(Extracted records)

---

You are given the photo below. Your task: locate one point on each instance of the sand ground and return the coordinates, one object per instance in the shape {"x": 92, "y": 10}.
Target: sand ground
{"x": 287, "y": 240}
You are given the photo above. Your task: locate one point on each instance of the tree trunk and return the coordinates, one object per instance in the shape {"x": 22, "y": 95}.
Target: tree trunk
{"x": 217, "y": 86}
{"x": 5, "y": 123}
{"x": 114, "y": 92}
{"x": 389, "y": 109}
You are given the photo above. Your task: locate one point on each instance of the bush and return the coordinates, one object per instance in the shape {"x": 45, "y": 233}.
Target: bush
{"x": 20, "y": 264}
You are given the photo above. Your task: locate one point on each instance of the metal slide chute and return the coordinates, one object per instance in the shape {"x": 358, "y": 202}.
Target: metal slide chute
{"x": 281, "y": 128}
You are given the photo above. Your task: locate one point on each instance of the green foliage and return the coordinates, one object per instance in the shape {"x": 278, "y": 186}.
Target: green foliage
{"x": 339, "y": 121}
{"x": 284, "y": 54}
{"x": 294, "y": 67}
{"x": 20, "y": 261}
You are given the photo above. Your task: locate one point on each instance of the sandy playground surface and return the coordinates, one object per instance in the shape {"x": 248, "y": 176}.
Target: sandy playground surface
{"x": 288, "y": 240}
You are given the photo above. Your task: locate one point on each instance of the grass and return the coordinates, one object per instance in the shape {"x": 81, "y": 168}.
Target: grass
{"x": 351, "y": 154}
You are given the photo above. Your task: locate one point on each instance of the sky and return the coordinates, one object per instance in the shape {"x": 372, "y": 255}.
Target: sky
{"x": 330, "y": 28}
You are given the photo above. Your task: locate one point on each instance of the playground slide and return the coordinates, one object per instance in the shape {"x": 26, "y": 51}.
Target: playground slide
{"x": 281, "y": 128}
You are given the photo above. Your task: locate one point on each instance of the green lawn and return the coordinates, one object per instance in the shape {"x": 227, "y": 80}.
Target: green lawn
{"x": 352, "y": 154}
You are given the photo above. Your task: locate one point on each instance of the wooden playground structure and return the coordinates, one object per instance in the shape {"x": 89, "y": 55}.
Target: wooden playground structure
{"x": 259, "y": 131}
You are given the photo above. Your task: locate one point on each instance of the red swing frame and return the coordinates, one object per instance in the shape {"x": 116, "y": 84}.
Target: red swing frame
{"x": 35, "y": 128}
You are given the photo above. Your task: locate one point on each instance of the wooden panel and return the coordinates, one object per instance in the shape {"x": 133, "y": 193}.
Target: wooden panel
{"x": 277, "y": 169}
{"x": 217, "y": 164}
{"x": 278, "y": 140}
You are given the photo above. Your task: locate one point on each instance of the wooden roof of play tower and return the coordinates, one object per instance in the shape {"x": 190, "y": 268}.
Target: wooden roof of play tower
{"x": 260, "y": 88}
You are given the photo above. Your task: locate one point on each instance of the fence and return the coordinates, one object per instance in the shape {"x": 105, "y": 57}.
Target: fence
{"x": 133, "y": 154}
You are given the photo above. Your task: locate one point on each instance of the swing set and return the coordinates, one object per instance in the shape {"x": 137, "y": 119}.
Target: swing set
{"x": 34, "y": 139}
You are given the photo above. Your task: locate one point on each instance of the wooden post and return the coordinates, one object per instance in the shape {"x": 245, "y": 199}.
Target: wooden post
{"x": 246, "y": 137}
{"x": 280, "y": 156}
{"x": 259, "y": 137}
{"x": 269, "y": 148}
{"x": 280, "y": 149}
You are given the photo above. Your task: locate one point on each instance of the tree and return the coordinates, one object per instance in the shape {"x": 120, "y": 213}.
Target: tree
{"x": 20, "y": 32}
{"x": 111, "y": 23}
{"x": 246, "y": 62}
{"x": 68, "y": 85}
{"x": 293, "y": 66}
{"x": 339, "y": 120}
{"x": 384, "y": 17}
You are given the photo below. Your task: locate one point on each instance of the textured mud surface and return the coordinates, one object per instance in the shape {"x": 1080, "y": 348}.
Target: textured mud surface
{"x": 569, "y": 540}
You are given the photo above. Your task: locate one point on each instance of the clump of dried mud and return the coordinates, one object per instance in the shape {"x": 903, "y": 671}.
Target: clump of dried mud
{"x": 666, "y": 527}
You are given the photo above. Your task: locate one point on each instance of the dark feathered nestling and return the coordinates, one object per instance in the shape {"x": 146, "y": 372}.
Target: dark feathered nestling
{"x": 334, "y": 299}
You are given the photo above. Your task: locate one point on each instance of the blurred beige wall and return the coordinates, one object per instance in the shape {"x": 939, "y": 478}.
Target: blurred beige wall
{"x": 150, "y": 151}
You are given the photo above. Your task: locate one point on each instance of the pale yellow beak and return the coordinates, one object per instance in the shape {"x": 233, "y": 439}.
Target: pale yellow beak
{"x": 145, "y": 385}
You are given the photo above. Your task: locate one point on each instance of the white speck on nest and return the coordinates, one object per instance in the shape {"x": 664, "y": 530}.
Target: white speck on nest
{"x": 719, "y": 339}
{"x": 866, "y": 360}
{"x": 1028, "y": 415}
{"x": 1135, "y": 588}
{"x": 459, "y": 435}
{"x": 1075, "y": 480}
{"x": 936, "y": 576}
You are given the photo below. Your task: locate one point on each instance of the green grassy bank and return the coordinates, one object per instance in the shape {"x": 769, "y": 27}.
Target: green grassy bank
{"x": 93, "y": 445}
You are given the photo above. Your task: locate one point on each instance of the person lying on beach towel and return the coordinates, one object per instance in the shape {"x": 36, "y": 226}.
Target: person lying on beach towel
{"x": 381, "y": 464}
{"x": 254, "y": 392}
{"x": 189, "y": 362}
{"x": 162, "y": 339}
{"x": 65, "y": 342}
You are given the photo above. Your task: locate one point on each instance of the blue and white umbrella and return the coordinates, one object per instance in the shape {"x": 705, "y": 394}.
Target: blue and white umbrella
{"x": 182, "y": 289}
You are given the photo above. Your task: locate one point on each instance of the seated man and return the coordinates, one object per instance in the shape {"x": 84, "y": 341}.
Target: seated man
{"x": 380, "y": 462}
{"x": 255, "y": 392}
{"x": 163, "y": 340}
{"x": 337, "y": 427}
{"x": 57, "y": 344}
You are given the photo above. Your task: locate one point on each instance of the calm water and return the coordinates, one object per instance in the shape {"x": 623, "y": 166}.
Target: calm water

---

EXERCISE AIM: Reproduce the final stretch of the data above: every line from the one holding "of the person" through the end, inclusive, exactly as written and nothing else.

FULL ANSWER:
You are given the photo above. Your task: locate one point on each instance of the person lying on beach towel and return the coordinates, one object per instance in the shape {"x": 36, "y": 226}.
Target: person lying on beach towel
{"x": 381, "y": 464}
{"x": 254, "y": 392}
{"x": 189, "y": 362}
{"x": 162, "y": 339}
{"x": 65, "y": 342}
You are given the photo above. Your task: locate one point on each instance of the blue and white umbrella and return the coordinates, one object per instance in the shape {"x": 705, "y": 394}.
Target: blue and white umbrella
{"x": 182, "y": 289}
You are given the photo above. Your task: locate one point on each instance of the seated man and return the coordinates, one object per instance in the shape {"x": 84, "y": 341}.
Target: seated man
{"x": 380, "y": 462}
{"x": 255, "y": 392}
{"x": 163, "y": 340}
{"x": 337, "y": 427}
{"x": 57, "y": 344}
You are given the photo above. Your task: locate one point on each instance of the calm water and return the coordinates, one object per instance in the shape {"x": 623, "y": 166}.
Target: calm water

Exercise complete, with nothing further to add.